-- begin Quoted passage --

“What’s it like, teaching
in Japan?”
Head tilts forward with a
hint of a grin, eyebrow raised, “You ever read Orwell?”
Wide-eyed now, “As in
1984? Big Brother, Room 101… Thought Police!”
Chuckles, then breaks into a
full smile, “That’s society. For
understanding what goes on around the ‘business end’ of education, A
Clergyman’s Daughter is a good read,
especially for people on the teaching side of that ‘profession’.”
“No. Haven’t read it. By
the way you talk about it, it reminds me of that gentleman’s joke the jowly one told… something about merely negotiating a price.”
“Well, it can be like that. What I’m thinking about is Dorothy’s
story, particularly Chapter 4.”
“Yeah?”
“Here, let me try. Will only
take a few minutes. Anyone who has done the rounds should be able to get every line. Here, let me pour you another one."
IPA image of cleansing beverage 'borrowed' from here.
In a soft,
reassuring tone, "It’s on the house. Now, just sit
back, relax, and get ready to watch the thoughts scroll.”
* * * * *
...............
How it had all been settled so quickly, and
what kind of school it could be that would take on a total stranger, and
unqualified at that, in the middle of the term, Dorothy could hardly imagine.
(163)
..............
Nobody knew what the feud was about, not even
Mrs Creevy or Mr Boulger themselves; it was a feud that they had inherited from
earlier proprietors of the two schools. In the mornings after breakfast they
would stalk up and down their respective back gardens, beside the very low wall
that separated them, pretending not to see one another and grinning with
hatred. (164)
.............
You could tell her [Boss Creevy] at a glance for a person
who knew exactly what she wanted, and would grasp it as ruthlessly as any
machine; not a bully exactly—you could somehow infer from her appearance that
she would not take enough interest in you to want to bully you—but a person who
would make use of you and then throw you aside with no more compunction than if
you had been a worn-out scrubbing-brush. (165)
............
‘Well, now, to come back to what I was
saying, Miss Strong was all right as a teacher, but she didn’t come up to my
ideas on what I call the MORAL SIDE…Miss Strong, Miss Brewer— well, she had what I call a weak
nature. You don’t get on with girls if you’ve got a weak nature. The end of it
all was that one morning one little girl crept up to the desk with a box of
matches and set fire to Miss Brewer’s skirt. Of course I wasn’t going to keep
her after that. In fact I had her out of the house the same afternoon—and I
didn’t give her any refs either, I can tell you!’
‘You mean you expelled the girl who did it?’
said Dorothy, mystified. ‘What? The GIRL? Not likely! You don’t
suppose I’d go and turn fees away from my door, do you? I mean I got rid of
Miss Brewer, not the GIRL. (166)
...........
On top of the wardrobe, when she was putting
her clothes away, she found a cardboard box containing no less than nine empty
whisky bottles—relics, presumably, of Miss Strong’s weakness on the MORAL SIDE.
(167-8)
..........

-- end Quoted passage --
-- begin Records to use --

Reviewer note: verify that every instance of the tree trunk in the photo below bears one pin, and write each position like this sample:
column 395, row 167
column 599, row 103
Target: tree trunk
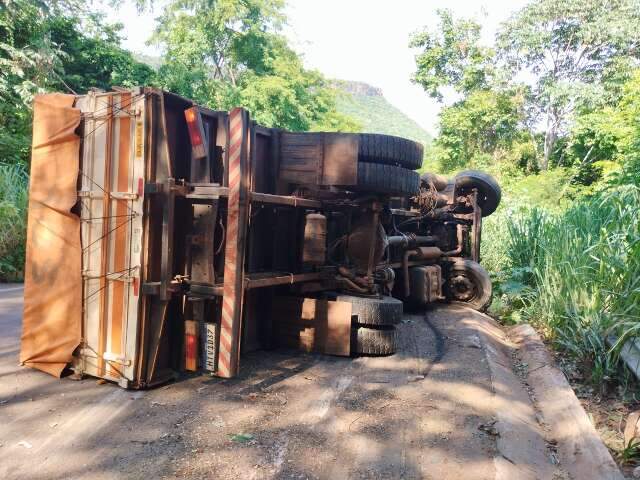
column 550, row 137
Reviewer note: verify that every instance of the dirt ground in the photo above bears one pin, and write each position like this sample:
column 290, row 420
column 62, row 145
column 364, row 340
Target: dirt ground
column 446, row 406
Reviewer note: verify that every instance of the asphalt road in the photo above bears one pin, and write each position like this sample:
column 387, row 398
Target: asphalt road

-- end Records to use --

• Stated task A:
Pull out every line of the rows that contains the string "position".
• Stated task B:
Go on with the piece about teaching and Orwell's A Clergyman's Daughter from the point where it stops.

• Reply A:
Reviewer note: verify that every instance of the tree trunk in the photo below bears one pin, and write each position like this sample:
Reviewer note: verify that every instance of the dirt ground in the photo above bears one pin, and write each position like this sample:
Reviewer note: verify that every instance of the asphalt road in the photo above bears one pin, and write each position like this sample:

• Reply B:
She sliced the two eggs into thin strips, and
then served them in such a way that Dorothy received about two-thirds of an
egg. With some difficulty Dorothy spun out her fraction of egg so as to make
half a dozen mouthfuls of it, and then, when she had taken a slice of bread and
butter, she could not help glancing hopefully in the direction of the dish of
marmalade. But Mrs Creevy was sitting with her lean left arm—not exactly ROUND
the marmalade, but in a protective position on its left flank, as though she
suspected that Dorothy was going to make an attack upon it. Dorothy’s nerve
failed her, and she had no marmalade that morning—nor, indeed, for many
mornings to come.(169)
.........
For instance, there was her avarice over
money. It was the leading interest of her life. There are two kinds of avaricious person— the
bold, grasping type who will ruin you if he can, but who never looks twice at
twopence, and the petty miser who has not the enterprise actually to MAKE
money, but who will always, as the saying goes, take a farthing from a dunghill
with his teeth. Mrs Creevy belonged to the second type. By ceaseless canvassing
and impudent bluff she had worked her school up to twenty-one pupils, but she
would never get it much further, because she was too mean to spend money on the
necessary equipment and to pay proper wages to her assistant.(179)
........
So she sat still, with pink humiliated face,
amid the circle of parents, and presently her anger turned to misery, and she
realized that she was going to begin crying if she did not struggle to prevent
it. But she realized, too, that if she began crying it would be the last straw
and the parents would demand her dismissal. To stop herself, she dug her nails
so hard into the palms that afterwards she found that she had drawn a few drops
of blood. (192)
.......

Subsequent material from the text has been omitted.